- Requisitos:
1/ Responda às perguntas abaixo com base no texto sobre o Estado social.
(a) Que conceito os liberais formulam ao renegar o Estado social-econômico?
(b) No modelo liberal, a quem cabe a produção de bens e serviços?
(c) Quem repudia a lógica maximizadora?
2/ Modifique o texto sobre o Estado social, começando em "22 maio 2006" e indo até "indivíduos ou grupos.", e coloque "neoliberais" no lugar de "liberais".

- Trecho selecionado:

22 maio 2006

WELFARE STATE OU WORKFARE STATE ?

A redução do Estado social-econômico, aquele ente que exerce o papel do “grande provedor” de serviços para a população, como redistribuidor da renda através de políticas públicas abrangentes e inclusivas, é renegado pelos liberais a partir da formulação do conceito de “estado mínimo” , ou seja, menos Estado nas relações entre os indivíduos ou grupos.

No modelo liberal, o governo não interfere na produção de bens e serviços, cabendo tal atribuição ao mercado, a competição é estimulada e o controle estatal restringe-se a mediação, via regulação e vigilância, dessas relações entre os grupos ou entre indivíduos. Os serviços, em sua maioria, são concedidos ao mercado, e este regula as inclusões e, obviamente, os “despossuídos” financeiramente estão excluídos da rede de proteção social.

Essa é uma lógica maximizadora, fazer mais com menor custo, entretanto socialistas e comunistas repudiam essa lógica a partir de uma alegada contradição contida nela mesma: como supor que todos possam maximizar-se sem que haja utilidade de um bem produzido por um em relação ao produzido por outro? Como poderia um empresário, digamos, um industrial, aumentar sua produção, suas vendas, sem a utilização de uma mão de obra qualificada, competente e bem remunerada? Será viável supor que ele poderia maximizar-se reduzindo salários ou demitindo funcionários? Assim sendo, para a “esquerda”, ela não resiste a uma observação empírica nesse mister.

Entretanto o seu oposto - o “mais Estado” - é tão nocivo quanto um Estado meramente judicial e policial, principalmente em países de pouca tradição democrática ou que possuam governantes demagogos e populistas, quando transformam este Estado num voraz devorador de impostos sem a contrapartida da prestação de serviços para a população.

- Material fornecido:
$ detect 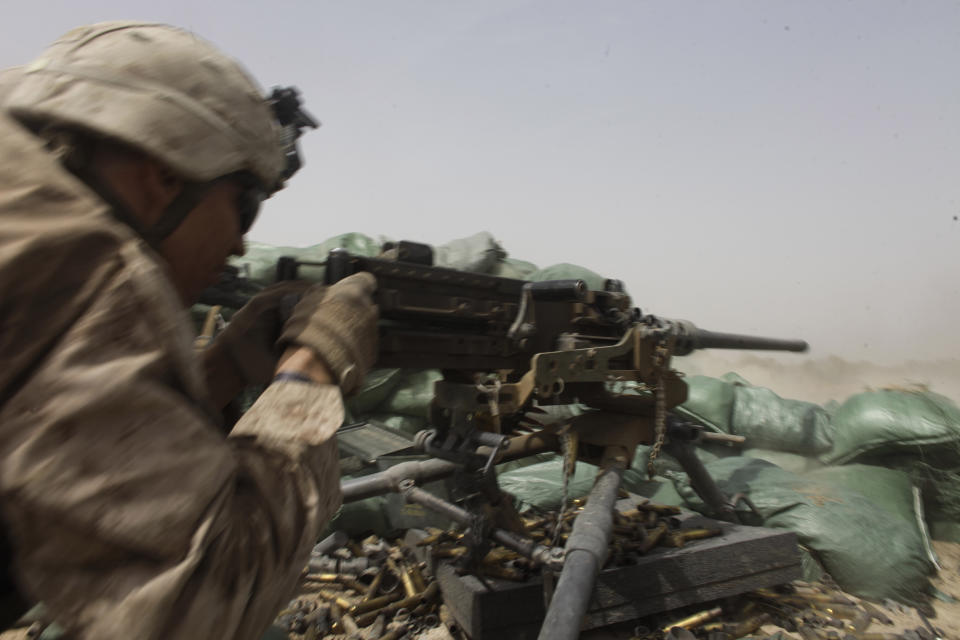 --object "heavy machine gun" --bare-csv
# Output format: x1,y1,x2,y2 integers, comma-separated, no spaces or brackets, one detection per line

- Resultados das tarefas:
1/
(a) O conceito de "estado mínimo".
(b) Ao mercado.
(c) Socialistas e comunistas.

2/
22 maio 2006

WELFARE STATE OU WORKFARE STATE ?

A redução do Estado social-econômico, aquele ente que exerce o papel do “grande provedor” de serviços para a população, como redistribuidor da renda através de políticas públicas abrangentes e inclusivas, é renegado pelos neoliberais a partir da formulação do conceito de “estado mínimo” , ou seja, menos Estado nas relações entre os indivíduos ou grupos.